- [SOURCE TEXT]
begin
If you are driving, take along a cooler for snacks. A paper towel roll and a container of wipes can also come in handy. If your children are just out of diapers, consider toting along a travel potty for when the situation is dire and going in the woods is not an option (according to the child).

To save time, it can be tempting to eat all your meals in the car, but you might consider pulling over for a quick meal. It will give the whole family a much-needed break from the confines of the car.

If your child gets car or air sick, make sure he or she eats and drinks only lightly before the trip (fatty foods and soft drinks sometimes make nausea worse). Also, ask the child to avoid reading or colouring since looking down can cause nausea. Make sure you have a stash of plastic bags and wipes handy in case of vomiting.

Consider bringing an easily accessible change of clothes for each of your kids in case of accidents or spills.
end
- [DATA SUPPLIED]
begin
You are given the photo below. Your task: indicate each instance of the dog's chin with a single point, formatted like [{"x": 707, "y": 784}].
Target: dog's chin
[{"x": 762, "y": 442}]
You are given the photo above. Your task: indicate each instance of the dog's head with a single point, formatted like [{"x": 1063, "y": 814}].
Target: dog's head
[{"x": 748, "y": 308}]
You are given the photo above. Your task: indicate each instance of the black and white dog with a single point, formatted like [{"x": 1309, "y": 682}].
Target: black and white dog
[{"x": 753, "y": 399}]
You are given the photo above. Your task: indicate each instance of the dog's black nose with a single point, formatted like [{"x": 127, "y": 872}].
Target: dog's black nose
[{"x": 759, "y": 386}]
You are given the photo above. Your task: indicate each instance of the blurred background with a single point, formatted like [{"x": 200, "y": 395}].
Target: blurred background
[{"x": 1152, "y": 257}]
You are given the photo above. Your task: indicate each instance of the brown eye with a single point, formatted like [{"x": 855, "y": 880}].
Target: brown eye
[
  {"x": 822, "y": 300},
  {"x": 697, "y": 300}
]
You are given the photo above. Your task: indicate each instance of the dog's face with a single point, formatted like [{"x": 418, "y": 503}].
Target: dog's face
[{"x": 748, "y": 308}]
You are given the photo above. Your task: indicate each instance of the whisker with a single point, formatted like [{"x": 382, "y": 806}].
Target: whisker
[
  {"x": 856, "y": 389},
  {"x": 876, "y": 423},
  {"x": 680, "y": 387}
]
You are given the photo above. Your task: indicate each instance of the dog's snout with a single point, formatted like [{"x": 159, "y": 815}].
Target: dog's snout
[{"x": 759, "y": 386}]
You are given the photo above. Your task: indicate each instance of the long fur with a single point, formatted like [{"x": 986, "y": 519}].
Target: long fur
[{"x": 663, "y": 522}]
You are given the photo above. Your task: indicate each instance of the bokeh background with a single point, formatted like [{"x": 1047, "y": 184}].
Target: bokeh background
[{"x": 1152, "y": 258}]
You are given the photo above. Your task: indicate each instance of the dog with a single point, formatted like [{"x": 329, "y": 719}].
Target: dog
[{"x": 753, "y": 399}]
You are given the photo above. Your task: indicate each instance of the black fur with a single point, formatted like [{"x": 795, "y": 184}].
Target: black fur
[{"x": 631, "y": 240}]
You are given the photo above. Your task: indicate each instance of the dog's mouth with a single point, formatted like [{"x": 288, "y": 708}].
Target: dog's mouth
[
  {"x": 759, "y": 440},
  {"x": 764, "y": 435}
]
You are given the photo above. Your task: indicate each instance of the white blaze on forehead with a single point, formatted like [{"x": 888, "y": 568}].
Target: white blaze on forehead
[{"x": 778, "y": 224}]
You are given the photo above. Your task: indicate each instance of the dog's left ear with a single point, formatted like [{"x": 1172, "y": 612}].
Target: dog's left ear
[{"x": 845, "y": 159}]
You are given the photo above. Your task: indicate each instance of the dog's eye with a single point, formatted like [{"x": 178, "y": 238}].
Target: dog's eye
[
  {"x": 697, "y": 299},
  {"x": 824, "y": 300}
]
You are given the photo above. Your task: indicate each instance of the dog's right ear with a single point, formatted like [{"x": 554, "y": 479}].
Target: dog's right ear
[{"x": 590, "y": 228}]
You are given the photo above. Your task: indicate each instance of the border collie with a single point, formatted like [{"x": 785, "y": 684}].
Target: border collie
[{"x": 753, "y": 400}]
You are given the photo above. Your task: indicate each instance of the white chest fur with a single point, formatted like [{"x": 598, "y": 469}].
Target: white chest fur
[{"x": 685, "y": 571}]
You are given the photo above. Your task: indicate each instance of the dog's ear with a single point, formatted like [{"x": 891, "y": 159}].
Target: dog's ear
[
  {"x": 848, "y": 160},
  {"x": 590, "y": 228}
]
end
- [STATED EXERCISE 1] In the travel tips text, what does looking down while reading or coloring cause?
- [STATED EXERCISE 2] Update the part of the travel tips text starting at "If you are driving, take" and ending at "to the child).", putting "lunch bag" in place of "cooler".
- [STATED EXERCISE 3] Go on with the travel tips text from the point where it stops.

- [EXERCISE OUTPUT 1] It can cause nausea.

- [EXERCISE OUTPUT 2]
If you are driving, take along a lunch bag for snacks. A paper towel roll and a container of wipes can also come in handy. If your children are just out of diapers, consider toting along a travel potty for when the situation is dire and going in the woods is not an option (according to the child).

- [EXERCISE OUTPUT 3]
To combat the inevitable delays of travel, not to mention the long stretches of time when kids must stay still in a seat, you’ll need to consider ways of keeping the little ones entertained. Your choices will depend on the ages and interests of your children, but here are a few ideas:
 

Babies

  • Any bright or new toy or rattle
  • Musical or pop-up toys
  • A safe plastic mirror
  • Soothing music (CD or tape)

Toddlers/Preschoolers
 

  • Simple picture books
  • Square crayons (so they don’t roll away) and a notebook
  • Finger puppets
  • Favourite stuffed animal
  • Age-appropriate books on tape

School Age
 

  • Travel desk sets
  • Etch-a-Sketch
  • Magnetic puzzles (small)
  • Silly Putty and newspapers (our kids favorite)

Older Kids
 

  • iPods or CD players (with headphones)
  • Electronic toys (with headphones)
  • Travel size board games
  • Books

Our family has enjoyed traditional travel games such as “I Spy” especially as the kids have gotten older. One of our favourites is the “ABC” game. Each child in the car (adults can play too) tries to find something outside the car that begins with the letter A (such as an airplane), or a word on a sign that begins with A. This game can also be modified into a “123” game when you try to find numbers (more challenging than you might think).

It’s never easy getting a family ready to embark on a trip. But getting there can be part of the fun if you plan ahead and can improvise a bit when the inevitable delays happen.

Web Resources for Family Travel

Games that can be played in a car:

www.momsminivan.com
www.gameskidsplay.net (Look under “Car Games” and “Mental Games”)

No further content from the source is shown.